# Les Crowder - Topbar Beekeeping



## PHudson (Sep 27, 2014)

Has anyone seen this dvd? Checked with our club to see if they had it in their library but didn't since no one uses topbar hives. Thinking about getting it but wanted to check here first. 
Thanks


----------



## ruthiesbees (Aug 27, 2013)

have not seen the DVD, but his book on the topbar hive was the first one I purchased. You will definitely want it for your library whether in book form or dvd.


----------



## JMann70806 (Oct 13, 2014)

I wasted my $ on his book . Didn't learn much about top-bar hives reading his "Top-bar Beekeeping " book


----------



## billabell (Apr 19, 2010)

I am not a top bar keeper although I plan to keep nucs next year in horizontal hives (3 or 4 nucs to a horizontal hive) which to me is the same thing. I bought his book and the DVD and found both to be very instructive. You really can't get very detailed instruction on a broad subject in an hour or so DVD, but it does complement the book and there is no doubt that it is helpful watching someone who knows what they are doing. If you are already a top bar keeper with some experience I don't think the DVD will be much help.


----------



## jwcarlson (Feb 14, 2014)

JMann70806 said:


> I wasted my $ on his book . Didn't learn much about top-bar hives reading his "Top-bar Beekeeping " book


I thought the pictures/section on comb movement/management were worth the price. The truth is that there isn't much difference in beekeeping based on what hive you use. To me the biggest thing seems to be how to rearrange the hive based on conditions.


----------



## Duncan151 (Aug 3, 2013)

I read Les Crowder's book before I had bees. I did not like it. After I had bees for a year, I went back and reread it, it was a great book after that. For me the information presented meant more to someone with a little bit of experience. I also have the DVD, but I am not sold on it being needed. It is interesting, but not worth the money. If you can borrow it from someone, go for it!


----------



## BeeGora (Oct 22, 2013)

I also read his book before I got my top bar hive and then re-read it as the first year progressed. I got a lot more out of it from the second reading after I'd gotten some hands-on experience.


----------



## chiefman (May 18, 2003)

The Book has far more info and is a MUST for any new and even seasoned TBH beekeeper. There are just some great pointers which will help and another way of doing things.
As for the DVD is have seen it and its not really required as its all covered in the book but it does give you a good visual of what he is doing in the book. Its worth a look and if your new to TBHs then i would definitely encourage you to look at it


----------



## PHudson (Sep 27, 2014)

Thanks for all your comments.


----------



## shannonswyatt (May 7, 2012)

I read his book after having TBHs. I felt that between Wyatt Mangum's, Christy Hemenway's and Les's book, Les's was the one for someone new into TBHs. Wyatt's has really nice photos, but it could use some judicious editing and is very expensive. Christy's was similar to Les's book, but Les's methods are more the way that I keep bees. If you use 2 followers and central entrances than Christy's book is the way to go.


----------



## PHudson (Sep 27, 2014)

Got the dvd today. I understand his methods a bit more but now feel like I need to read the book to fill in the places the dvd doesn't. Guess I'll try to find it or borrow it. I'm not new to beekeeping but I am new to topbars and now understand the different management methods.

▸ What needs to be done
From the forum thread above, write out the passage that begins at the words "I also read" and stops after "of doing things.", substituting "practical experience" for "hands-on experience".

▸ Data entries

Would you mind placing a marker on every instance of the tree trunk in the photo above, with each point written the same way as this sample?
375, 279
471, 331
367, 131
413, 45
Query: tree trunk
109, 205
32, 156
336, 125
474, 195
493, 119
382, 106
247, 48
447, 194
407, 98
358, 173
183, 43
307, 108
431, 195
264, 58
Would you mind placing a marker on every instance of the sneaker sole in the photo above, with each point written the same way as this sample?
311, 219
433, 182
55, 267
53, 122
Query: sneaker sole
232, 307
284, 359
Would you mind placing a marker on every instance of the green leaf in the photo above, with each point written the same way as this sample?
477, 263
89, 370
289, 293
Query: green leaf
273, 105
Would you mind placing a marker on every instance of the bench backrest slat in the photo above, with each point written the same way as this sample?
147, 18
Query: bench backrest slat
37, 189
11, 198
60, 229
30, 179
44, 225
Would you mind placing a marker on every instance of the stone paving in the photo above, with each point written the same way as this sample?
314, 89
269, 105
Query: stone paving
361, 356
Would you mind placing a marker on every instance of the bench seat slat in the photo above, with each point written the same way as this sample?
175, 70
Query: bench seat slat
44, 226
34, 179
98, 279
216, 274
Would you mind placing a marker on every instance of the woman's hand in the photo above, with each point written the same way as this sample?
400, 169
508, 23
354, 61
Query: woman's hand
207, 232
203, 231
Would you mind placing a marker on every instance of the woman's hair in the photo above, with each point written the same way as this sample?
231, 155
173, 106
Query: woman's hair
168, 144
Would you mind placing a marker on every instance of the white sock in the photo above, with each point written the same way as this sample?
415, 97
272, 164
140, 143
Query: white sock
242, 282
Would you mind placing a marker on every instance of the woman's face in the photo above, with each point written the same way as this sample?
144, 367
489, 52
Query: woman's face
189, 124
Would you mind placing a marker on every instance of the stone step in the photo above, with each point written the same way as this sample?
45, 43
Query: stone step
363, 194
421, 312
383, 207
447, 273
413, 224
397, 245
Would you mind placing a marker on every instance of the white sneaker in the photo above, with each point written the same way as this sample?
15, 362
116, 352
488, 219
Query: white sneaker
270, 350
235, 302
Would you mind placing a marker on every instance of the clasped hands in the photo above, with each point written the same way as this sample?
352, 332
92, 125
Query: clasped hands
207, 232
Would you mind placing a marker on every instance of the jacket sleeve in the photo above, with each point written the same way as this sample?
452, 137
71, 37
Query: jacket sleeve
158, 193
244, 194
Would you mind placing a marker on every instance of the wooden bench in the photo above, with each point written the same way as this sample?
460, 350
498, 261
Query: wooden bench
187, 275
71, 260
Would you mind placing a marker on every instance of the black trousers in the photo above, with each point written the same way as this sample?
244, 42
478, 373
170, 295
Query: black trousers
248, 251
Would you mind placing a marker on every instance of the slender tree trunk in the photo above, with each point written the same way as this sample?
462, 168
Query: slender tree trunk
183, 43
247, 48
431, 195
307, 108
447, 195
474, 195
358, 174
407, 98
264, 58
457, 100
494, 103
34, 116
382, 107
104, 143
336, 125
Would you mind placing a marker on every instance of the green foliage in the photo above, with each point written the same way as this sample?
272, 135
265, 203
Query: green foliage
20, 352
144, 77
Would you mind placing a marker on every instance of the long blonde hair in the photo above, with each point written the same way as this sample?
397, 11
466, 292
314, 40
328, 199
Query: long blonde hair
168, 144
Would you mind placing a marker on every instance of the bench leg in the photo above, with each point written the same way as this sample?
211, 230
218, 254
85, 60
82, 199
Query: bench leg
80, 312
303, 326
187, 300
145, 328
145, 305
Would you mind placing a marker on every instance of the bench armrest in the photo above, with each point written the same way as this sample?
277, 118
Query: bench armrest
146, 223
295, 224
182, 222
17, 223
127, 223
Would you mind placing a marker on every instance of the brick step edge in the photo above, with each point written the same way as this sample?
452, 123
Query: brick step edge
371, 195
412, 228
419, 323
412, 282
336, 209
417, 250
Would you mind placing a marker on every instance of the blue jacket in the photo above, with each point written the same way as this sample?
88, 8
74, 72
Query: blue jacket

▸ Solution below
I also read his book before I got my top bar hive and then re-read it as the first year progressed. I got a lot more out of it from the second reading after I'd gotten some practical experience.


----------



## chiefman (May 18, 2003)

The Book has far more info and is a MUST for any new and even seasoned TBH beekeeper. There are just some great pointers which will help and another way of doing things.